**Page excerpt:**
*** Block opens ***

Algorithm 1 depicts the pseudocode to understand the DSS deeply and clearly. The pseudocode has three stages, which are shown in Algorithm 1.

ALGORITHM 1 : Decision Support System

Stage 1:
CSV = Read the CSV for normal, other, COVID-19, or pneumonia class;
Stage 2:
Call Check_NormalValues function
or
Call Check_OtherValues function;
or
Call Check_ COVID-19Values function;
or
Call Check_PneumoniaValues function;
Stage 3:
Call the Caluculate_Accuracy function and pass the count value;
#Functions
Check_NormalValues(){
  Initialize count = 0
  if 0.235 <= 'sphericity' <= 0.258:
    increase count value;
  if 0.022 <= 'eccentricity'<= 0.213:
    increase count value;
  if 81 <= 'perimeter' <= 2073:
    increase count value;
  if 80 <= 'standard_deviation' <= 94.78:
    increase count value;
  if 17 <= 'equivalent_diameter<= 118.57:
    increase count value;
  if 0.395 <= 'region_entropy' <= 0.499:
    increase count value;
  if 8165 <= 'extent' <= 17048:
    increase count value;
  if 0.568 <= 'elliptical_ratio' <= 0.618:
    increase count value;
  if 0.5 <= 'width_height_ratio' <= 1.115:
    increase count value;
  return count
}
Check_OtherValues(){
  Initialize count = 0
  if 0.15 <= 'sphericity' <= 0.23:
    increase count value;
  if 0.2 <= 'eccentricity'<= 0.4:
    increase count value;
  if 2000 <= 'perimeter' <= 5312:
    increase count value;
  if 90 <= 'standard_deviation' <= 122.38:
    increase count value;
  if 117.57 <= 'equivalent_diameter<= 391.433:
    increase count value;
  if 0.495 <= 'region_entropy' <= 0.728:
    increase count value;
  if 6388 <= 'extent' <= 8415:
    increase count value;
  if 0.207 <= 'elliptical_ratio' <= 0.586:
    increase count value;
  if 0.977<= 'width_height_ratio' <= 1.492:
    increase count value;
  return count
}
Check_ COVID-19Values(){
Initialize count = 0
if 0.04 <= 'sphericity' <= 0.13:
    increase count value;
  if 0.397 <= 'eccentricity'<= 0.968:
    increase count value;
  if 5070 <= 'perimeter' <= 9830:
    increase count value;
  if 119.85 <= 'standard_deviation' <= 130.05:
    increase count value;
  if 388.24 <= 'equivalent_diameter<= 498.06:
    increase count value;
  if 0.682 <= 'region_entropy' <= 0.875:
    increase count value;
  if 5000 <= 'extent' <= 6435:
    increase count value;
  if 0.6 <= 'elliptical_ratio' <= 0.862:
    increase count value;
  if 1.306 <= 'width_height_ratio' <= 1.814:
    increase count value;
  return count
}
Check_PneumoniaValues(){
  Initialize count = 0
  if 0.136 <= 'sphericity' <= 1.507:
    increase count value;
  if 0.815 <= 'eccentricity'<= 1.130:
    increase count value;
  if 9680 <= 'perimeter' <= 13540:
    increase count value;
  if 128.44 <= 'standard_deviation' <= 141.55:
    increase count value;
  if 493.63 <= 'equivalent_diameter<= 600.01:
    increase count value;
  if 0.862 <= 'region_entropy' <= 1.014:
    increase count value;
  if 170 <= 'extent' <= 5040:
    increase count value;
  if 0.833 <= 'elliptical_ratio' <= 1.892:
    increase count value;
  if 1.762 <= 'width_height_ratio' <= 2.735:
    increase count value;
  return count
}
Calculate_Accuracy(){
#Check the value for each row
  for row in CSV:
    if count < 7:
      Not Passed -> Save the row as non passed value;
    else:
      Passed = Passed + 1;
    TotalRows = Passed + len(not_passed)

*** Block closes ***

**Stored data:**

*** Block opens ***

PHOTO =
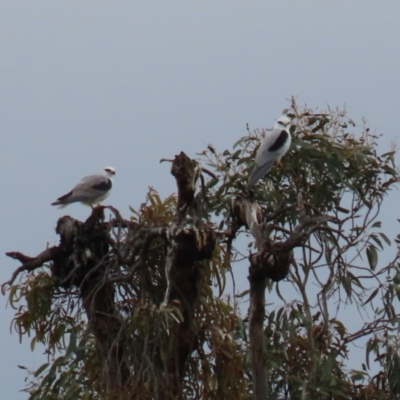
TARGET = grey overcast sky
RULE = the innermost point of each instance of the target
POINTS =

*** Block closes ***

**Directions:**
(1) According to the decision support system pseudocode, what count value causes a row to be saved as a non-passed value?
(2) Rewrite the paragraph of the decision support system pseudocode that begins "Algorithm 1 depicts the pseudocode" as a single shorter sentence that keeps its main facts.

**Exercise responses:**
(1) A count less than 7.

(2) Algorithm 1 presents the three-stage pseudocode of the DSS so that the system can be understood deeply and clearly.